**Requirement A:**
Write out the article on the album The Illustrated Band exactly as it stands, in full.

START Selected text

Studio album by Vida Blue
- Released: October 14, 2003 (US)
- Genre: Music
- Length: 61:32
- Label: Elektra
- Producer: Page McConnell

Vida Blue chronology
| Vida Blue (2002) | The Illustrated Band (2003) | Live at the Fillmore (2004) |

= The Illustrated Band =

The Illustrated Band is the second album from Vida Blue, featuring Phish keyboardist Page McConnell along with bassist Oteil Burbridge and drummer Russell Batiste.

The album features four long tracks performed alongside The Spam Allstars, a Grammy-winning Afro-Cuban group that also toured as a part of the Vida Blue band in the summer of 2003 and the early winter of 2004. Shortly after the tour, Page McConnell briefly retired from the music business following the breakup of Phish, therefore ending all Vida Blue related activities indefinitely.

The album title is a reference to Ray Bradbury's science fiction book The Illustrated Man.

END Selected text

**Requirement B:**
Reproduce the rows from the line containing "Thanks for the photo. Could you please mark the textured" through the line containing "(729, 1197)", inclusive, swapping "drainage hole" for "drain opening" and changing nothing else.

START The data

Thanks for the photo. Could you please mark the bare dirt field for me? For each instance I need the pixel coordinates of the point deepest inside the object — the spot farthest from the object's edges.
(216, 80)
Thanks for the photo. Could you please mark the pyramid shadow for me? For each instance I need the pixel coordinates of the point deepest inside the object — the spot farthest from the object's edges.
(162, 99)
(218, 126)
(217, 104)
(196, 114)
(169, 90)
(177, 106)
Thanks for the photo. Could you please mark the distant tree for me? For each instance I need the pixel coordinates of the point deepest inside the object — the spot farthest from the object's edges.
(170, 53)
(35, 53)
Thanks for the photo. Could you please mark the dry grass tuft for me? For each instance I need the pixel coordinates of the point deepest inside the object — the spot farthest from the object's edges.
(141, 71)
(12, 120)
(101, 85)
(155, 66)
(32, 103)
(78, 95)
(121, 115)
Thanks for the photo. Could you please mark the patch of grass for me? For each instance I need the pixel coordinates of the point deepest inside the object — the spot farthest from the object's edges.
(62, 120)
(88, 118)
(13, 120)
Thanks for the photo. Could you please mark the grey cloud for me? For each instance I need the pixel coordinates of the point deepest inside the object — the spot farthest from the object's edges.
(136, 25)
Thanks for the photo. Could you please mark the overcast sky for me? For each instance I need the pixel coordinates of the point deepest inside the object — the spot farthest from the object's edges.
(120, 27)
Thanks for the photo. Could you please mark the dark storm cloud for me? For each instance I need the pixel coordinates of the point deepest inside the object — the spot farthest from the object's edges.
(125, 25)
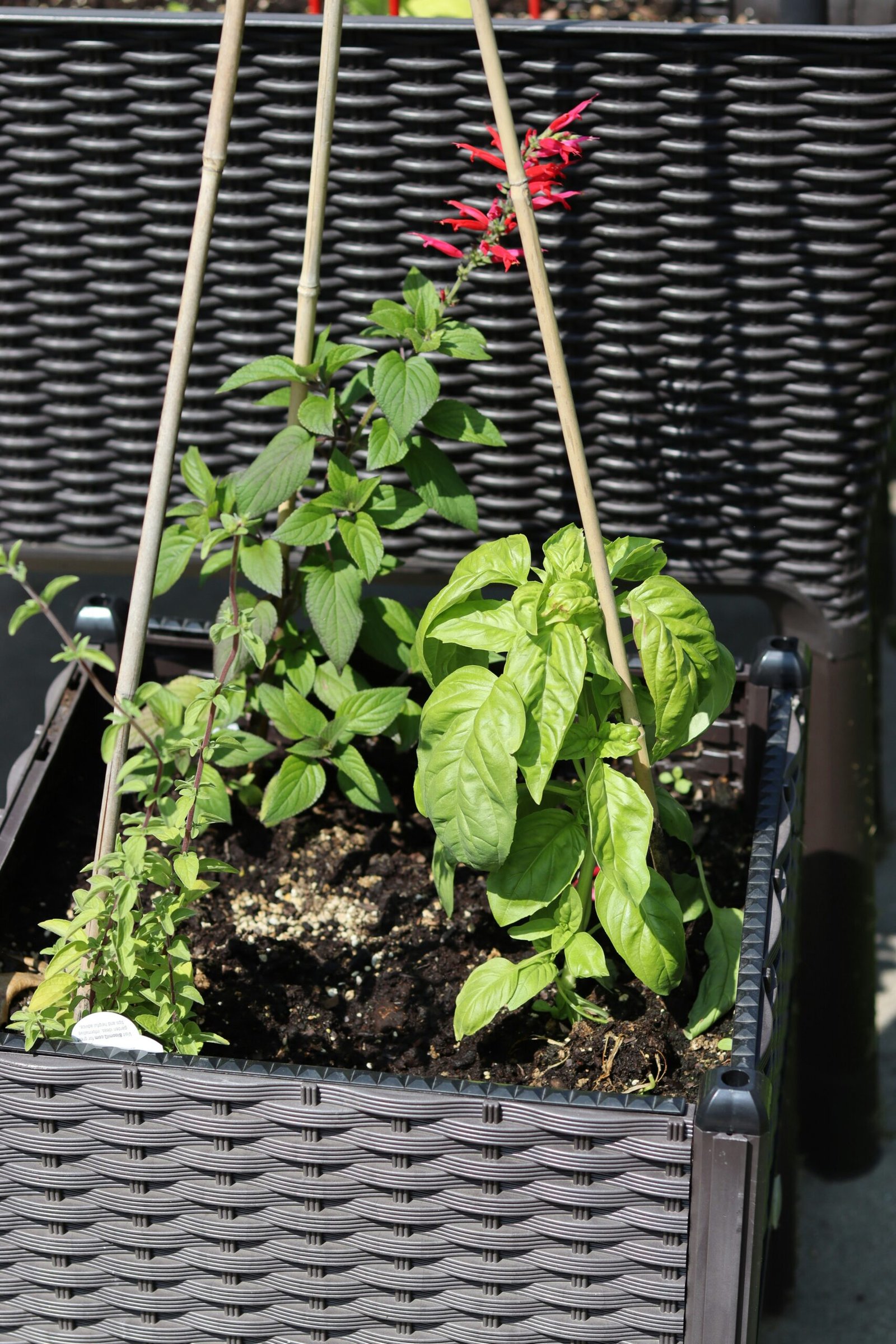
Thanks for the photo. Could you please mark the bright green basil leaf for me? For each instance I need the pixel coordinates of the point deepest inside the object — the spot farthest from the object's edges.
(276, 474)
(361, 784)
(311, 525)
(481, 623)
(198, 479)
(383, 447)
(634, 558)
(533, 976)
(469, 730)
(586, 959)
(689, 895)
(621, 822)
(273, 367)
(262, 563)
(678, 647)
(648, 933)
(461, 340)
(371, 711)
(506, 561)
(615, 740)
(393, 508)
(675, 819)
(318, 413)
(332, 596)
(564, 553)
(363, 543)
(719, 986)
(437, 482)
(544, 858)
(421, 297)
(487, 990)
(444, 870)
(718, 698)
(463, 424)
(296, 787)
(389, 632)
(405, 389)
(548, 673)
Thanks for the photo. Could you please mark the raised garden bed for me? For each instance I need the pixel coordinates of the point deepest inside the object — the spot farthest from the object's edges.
(221, 1198)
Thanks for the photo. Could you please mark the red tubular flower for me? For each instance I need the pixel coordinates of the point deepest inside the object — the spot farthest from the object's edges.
(449, 249)
(563, 122)
(473, 218)
(484, 155)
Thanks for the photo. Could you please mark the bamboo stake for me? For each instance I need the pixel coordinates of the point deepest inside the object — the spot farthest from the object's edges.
(132, 654)
(309, 280)
(559, 377)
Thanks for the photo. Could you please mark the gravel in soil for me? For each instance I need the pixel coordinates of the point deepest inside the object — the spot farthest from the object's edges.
(329, 946)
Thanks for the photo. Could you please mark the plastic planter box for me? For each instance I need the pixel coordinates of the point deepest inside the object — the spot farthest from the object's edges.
(228, 1202)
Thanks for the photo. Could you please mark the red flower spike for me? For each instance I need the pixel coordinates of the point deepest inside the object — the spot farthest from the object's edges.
(484, 155)
(563, 122)
(449, 249)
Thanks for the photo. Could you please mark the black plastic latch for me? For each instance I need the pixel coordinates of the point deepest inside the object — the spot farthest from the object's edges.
(102, 619)
(782, 663)
(734, 1101)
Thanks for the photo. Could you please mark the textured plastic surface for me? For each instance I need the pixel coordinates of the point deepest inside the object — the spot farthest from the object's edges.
(726, 281)
(214, 1200)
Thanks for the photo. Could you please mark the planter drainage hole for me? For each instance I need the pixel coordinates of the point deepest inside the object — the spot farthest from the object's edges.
(735, 1079)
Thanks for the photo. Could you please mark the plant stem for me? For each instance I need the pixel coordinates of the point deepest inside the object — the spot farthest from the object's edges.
(213, 709)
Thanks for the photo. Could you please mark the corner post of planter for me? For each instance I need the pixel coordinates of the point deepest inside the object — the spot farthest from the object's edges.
(729, 1197)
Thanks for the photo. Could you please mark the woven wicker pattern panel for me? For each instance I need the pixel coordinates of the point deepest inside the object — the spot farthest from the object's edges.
(189, 1205)
(726, 281)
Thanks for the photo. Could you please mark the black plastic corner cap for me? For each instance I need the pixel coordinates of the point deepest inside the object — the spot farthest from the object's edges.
(102, 619)
(781, 662)
(734, 1101)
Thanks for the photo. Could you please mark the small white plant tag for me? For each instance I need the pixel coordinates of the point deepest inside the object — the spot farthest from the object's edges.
(112, 1029)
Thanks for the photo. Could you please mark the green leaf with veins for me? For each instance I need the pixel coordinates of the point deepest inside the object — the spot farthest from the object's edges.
(361, 784)
(544, 858)
(262, 563)
(383, 447)
(437, 482)
(393, 507)
(272, 367)
(318, 413)
(405, 389)
(548, 673)
(480, 623)
(176, 549)
(469, 730)
(487, 990)
(678, 647)
(647, 933)
(634, 558)
(296, 788)
(363, 543)
(277, 472)
(506, 561)
(312, 525)
(463, 424)
(332, 596)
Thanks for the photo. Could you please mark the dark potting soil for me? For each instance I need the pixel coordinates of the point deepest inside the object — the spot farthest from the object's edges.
(329, 946)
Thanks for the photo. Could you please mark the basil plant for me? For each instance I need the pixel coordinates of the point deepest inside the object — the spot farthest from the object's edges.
(519, 757)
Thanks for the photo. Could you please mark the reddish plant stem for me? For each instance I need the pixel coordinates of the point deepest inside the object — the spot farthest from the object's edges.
(213, 710)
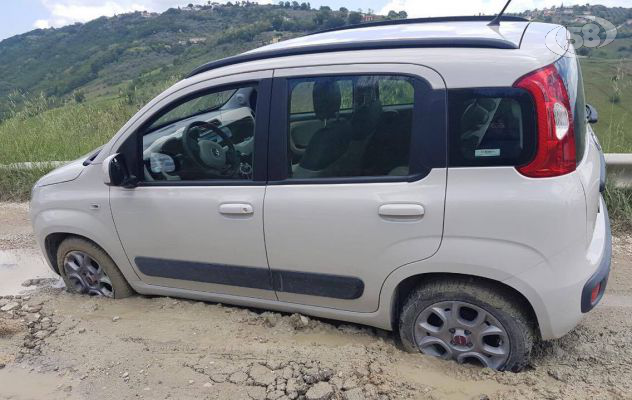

END The data

**Result A:**
Studio album by Vida Blue
- Released: October 14, 2003 (US)
- Genre: Music
- Length: 61:32
- Label: Elektra
- Producer: Page McConnell

Vida Blue chronology
| Vida Blue (2002) | The Illustrated Band (2003) | Live at the Fillmore (2004) |

= The Illustrated Band =

The Illustrated Band is the second album from Vida Blue, featuring Phish keyboardist Page McConnell along with bassist Oteil Burbridge and drummer Russell Batiste.

The album features four long tracks performed alongside The Spam Allstars, a Grammy-winning Afro-Cuban group that also toured as a part of the Vida Blue band in the summer of 2003 and the early winter of 2004. Shortly after the tour, Page McConnell briefly retired from the music business following the breakup of Phish, therefore ending all Vida Blue related activities indefinitely.

The album title is a reference to Ray Bradbury's science fiction book The Illustrated Man.

**Result B:**
Thanks for the photo. Could you please mark the textured plastic surface for me? For each instance I need the pixel coordinates of the point deepest inside the object — the spot farthest from the object's edges.
(726, 281)
(214, 1200)
Thanks for the photo. Could you please mark the planter drain opening for me? For each instance I need the pixel coordinates of the point deepest inside the object — the spot farthest from the object's edges.
(735, 1079)
Thanks for the photo. Could you please mark the plant stem for me? For each instance I need the pixel coordinates of the point deepest inside the object — the spot farthest from the object's edges.
(213, 709)
Thanks for the photo. Could you please mark the corner post of planter for me? For each instance I need the pixel coordinates of the point deepest inside the object — the spot farthest from the object's edges.
(729, 1197)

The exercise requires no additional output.